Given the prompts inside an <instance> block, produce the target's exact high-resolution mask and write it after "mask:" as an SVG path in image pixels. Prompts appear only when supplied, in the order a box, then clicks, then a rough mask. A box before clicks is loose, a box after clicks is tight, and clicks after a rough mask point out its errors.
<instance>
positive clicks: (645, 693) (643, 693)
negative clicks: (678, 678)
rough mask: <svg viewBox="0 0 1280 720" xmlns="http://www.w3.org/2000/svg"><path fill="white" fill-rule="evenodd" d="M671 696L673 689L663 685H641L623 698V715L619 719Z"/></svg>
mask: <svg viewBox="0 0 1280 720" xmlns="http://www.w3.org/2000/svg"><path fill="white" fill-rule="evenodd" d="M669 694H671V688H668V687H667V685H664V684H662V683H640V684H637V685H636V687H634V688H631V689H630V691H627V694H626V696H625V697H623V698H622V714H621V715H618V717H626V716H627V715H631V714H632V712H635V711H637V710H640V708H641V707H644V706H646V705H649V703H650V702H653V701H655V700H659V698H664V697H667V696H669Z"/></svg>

-*-*-

_Required work_. From the first line to the last, retype the data exactly.

_Finished exercise_.
Given the prompts inside an <instance> block, produce the target's exact high-resolution mask and write it after "mask:" as an SVG path in image pixels. Prompts appear only when supplied, in the order a box, then clicks, then a rough mask. A box before clicks is loose, a box after clicks is tight, and clicks after a rough mask point out its errors.
<instance>
positive clicks: (645, 693) (643, 693)
negative clicks: (678, 678)
rough mask: <svg viewBox="0 0 1280 720" xmlns="http://www.w3.org/2000/svg"><path fill="white" fill-rule="evenodd" d="M671 696L673 689L663 685H641L623 698V715L619 719Z"/></svg>
mask: <svg viewBox="0 0 1280 720" xmlns="http://www.w3.org/2000/svg"><path fill="white" fill-rule="evenodd" d="M669 694H671V688H668V687H667V685H664V684H662V683H640V684H637V685H636V687H634V688H631V689H630V691H627V694H626V696H625V697H623V698H622V714H621V715H618V717H626V716H627V715H631V714H632V712H635V711H637V710H640V708H641V707H644V706H646V705H649V703H650V702H653V701H655V700H659V698H664V697H667V696H669Z"/></svg>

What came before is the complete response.